[Items from a data source]
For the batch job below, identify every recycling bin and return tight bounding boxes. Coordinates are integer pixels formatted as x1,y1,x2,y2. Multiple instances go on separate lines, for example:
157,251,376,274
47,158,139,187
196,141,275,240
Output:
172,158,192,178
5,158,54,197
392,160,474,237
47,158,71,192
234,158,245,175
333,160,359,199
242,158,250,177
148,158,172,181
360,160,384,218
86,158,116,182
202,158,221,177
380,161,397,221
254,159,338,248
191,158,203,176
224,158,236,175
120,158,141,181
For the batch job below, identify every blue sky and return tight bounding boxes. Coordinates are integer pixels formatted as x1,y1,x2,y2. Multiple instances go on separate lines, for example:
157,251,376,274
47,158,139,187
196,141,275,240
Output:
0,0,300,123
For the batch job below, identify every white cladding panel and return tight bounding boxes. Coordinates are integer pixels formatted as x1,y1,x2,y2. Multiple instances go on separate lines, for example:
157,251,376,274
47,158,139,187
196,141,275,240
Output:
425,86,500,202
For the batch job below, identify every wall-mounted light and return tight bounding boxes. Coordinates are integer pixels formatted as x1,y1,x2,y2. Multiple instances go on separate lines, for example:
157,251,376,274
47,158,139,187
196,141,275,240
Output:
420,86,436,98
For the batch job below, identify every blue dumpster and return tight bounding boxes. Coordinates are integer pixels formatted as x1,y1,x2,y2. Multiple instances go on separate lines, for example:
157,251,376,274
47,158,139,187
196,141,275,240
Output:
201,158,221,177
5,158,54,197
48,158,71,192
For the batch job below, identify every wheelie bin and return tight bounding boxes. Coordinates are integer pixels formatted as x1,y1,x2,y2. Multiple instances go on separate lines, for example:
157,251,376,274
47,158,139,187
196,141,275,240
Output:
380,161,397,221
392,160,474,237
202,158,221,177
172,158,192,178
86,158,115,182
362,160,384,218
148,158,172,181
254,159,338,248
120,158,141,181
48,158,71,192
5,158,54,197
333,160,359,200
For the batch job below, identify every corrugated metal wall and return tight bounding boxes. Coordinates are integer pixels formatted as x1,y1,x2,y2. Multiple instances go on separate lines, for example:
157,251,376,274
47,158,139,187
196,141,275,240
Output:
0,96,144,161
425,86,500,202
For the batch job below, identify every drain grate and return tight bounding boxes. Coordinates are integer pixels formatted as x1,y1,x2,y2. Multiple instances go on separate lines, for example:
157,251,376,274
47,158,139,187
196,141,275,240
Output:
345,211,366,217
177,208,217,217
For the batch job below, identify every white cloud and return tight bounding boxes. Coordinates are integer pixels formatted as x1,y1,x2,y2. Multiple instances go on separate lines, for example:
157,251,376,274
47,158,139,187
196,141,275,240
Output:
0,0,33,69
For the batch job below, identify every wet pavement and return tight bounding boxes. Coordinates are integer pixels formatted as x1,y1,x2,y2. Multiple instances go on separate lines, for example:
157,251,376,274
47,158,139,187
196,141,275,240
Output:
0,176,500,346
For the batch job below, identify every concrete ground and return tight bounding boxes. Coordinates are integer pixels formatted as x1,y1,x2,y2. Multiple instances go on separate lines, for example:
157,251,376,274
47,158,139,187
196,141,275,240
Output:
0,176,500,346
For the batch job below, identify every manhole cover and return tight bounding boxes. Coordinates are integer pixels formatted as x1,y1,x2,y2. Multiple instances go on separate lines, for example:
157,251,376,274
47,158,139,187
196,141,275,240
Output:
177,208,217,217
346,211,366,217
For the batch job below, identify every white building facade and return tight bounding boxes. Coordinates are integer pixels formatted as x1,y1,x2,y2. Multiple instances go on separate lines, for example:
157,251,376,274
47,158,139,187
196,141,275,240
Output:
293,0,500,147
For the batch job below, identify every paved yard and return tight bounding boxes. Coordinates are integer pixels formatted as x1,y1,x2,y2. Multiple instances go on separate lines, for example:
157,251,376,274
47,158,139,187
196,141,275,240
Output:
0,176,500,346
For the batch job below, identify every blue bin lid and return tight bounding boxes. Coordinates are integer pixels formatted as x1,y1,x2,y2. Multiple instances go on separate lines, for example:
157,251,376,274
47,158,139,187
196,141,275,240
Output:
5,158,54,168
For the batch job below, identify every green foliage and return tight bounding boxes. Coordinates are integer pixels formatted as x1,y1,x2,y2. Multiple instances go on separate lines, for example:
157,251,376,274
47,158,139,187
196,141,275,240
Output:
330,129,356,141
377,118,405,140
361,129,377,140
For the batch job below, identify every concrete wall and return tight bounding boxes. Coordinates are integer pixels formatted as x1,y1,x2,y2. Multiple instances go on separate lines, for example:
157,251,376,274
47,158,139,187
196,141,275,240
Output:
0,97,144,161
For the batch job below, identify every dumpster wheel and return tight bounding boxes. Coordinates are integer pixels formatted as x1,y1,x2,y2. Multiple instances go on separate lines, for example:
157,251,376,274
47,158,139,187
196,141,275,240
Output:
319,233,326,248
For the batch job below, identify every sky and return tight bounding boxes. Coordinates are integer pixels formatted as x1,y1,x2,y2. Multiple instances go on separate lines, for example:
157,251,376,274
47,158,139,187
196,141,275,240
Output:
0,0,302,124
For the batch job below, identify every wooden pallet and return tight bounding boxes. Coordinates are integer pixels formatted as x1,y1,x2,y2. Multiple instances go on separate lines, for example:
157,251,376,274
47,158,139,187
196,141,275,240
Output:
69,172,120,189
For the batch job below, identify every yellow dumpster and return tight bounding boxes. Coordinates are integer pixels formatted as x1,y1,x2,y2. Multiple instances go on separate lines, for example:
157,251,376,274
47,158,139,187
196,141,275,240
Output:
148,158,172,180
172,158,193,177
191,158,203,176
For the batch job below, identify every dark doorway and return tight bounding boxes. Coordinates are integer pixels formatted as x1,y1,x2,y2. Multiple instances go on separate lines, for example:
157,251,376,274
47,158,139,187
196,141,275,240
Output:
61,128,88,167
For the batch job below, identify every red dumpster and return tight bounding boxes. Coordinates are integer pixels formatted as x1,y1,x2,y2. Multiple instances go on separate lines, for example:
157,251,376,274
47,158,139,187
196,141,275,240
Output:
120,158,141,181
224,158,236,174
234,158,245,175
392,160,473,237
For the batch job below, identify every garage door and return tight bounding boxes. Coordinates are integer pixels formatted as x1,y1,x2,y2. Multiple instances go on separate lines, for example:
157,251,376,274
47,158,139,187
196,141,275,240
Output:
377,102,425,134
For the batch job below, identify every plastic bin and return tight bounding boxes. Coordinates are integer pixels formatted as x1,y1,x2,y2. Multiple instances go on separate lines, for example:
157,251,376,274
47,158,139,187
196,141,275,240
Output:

What the exercise asks — Copy out the items above, starting at the line that contains "For the batch job below, identify every paved" and ending at the line that contains "319,233,326,248", with every line included. Add -138 to each bounding box coordinate in the answers, and leave the requests and their sample coordinates unchanged.

Exercise answer —
For the batch job below, identify every paved yard and return tight bounding boxes. Coordinates are integer pixels formatted as x1,y1,x2,y2. Multiple instances go on separate lines, for example:
157,251,376,274
47,158,139,187
196,141,275,240
Output:
-138,38,362,208
For the batch job below, identify every blue bin lid and return tight bounding boxes. Coordinates are integer pixels formatted as x1,y1,x2,y2. Multiple instances go on separate lines, for example:
157,251,376,274
47,158,139,187
196,141,275,240
Output:
-133,20,-84,30
For the batch job below, identify every green foliage and return tight bounding boxes. Coordinates are integer pixels formatted as x1,y1,x2,y2. Multiple instances go on separate lines, for example:
157,251,376,274
47,158,139,187
196,141,275,240
Output:
192,-9,218,3
239,-20,267,2
223,-9,239,2
For the batch job below, identify every concrete wall and return tight bounding boxes. Coordinates are integer pixels formatted as x1,y1,x2,y2. Multiple instances go on separate lines, for example:
157,251,376,274
47,158,139,187
196,141,275,240
Output:
-138,-41,6,23
For the batch job below, identify every dumpster wheel and return tight bounding boxes. Coordinates are integer pixels formatted as x1,y1,x2,y2. Multiple instances go on separate lines, for example:
157,251,376,274
47,158,139,187
196,141,275,240
Output:
181,95,188,110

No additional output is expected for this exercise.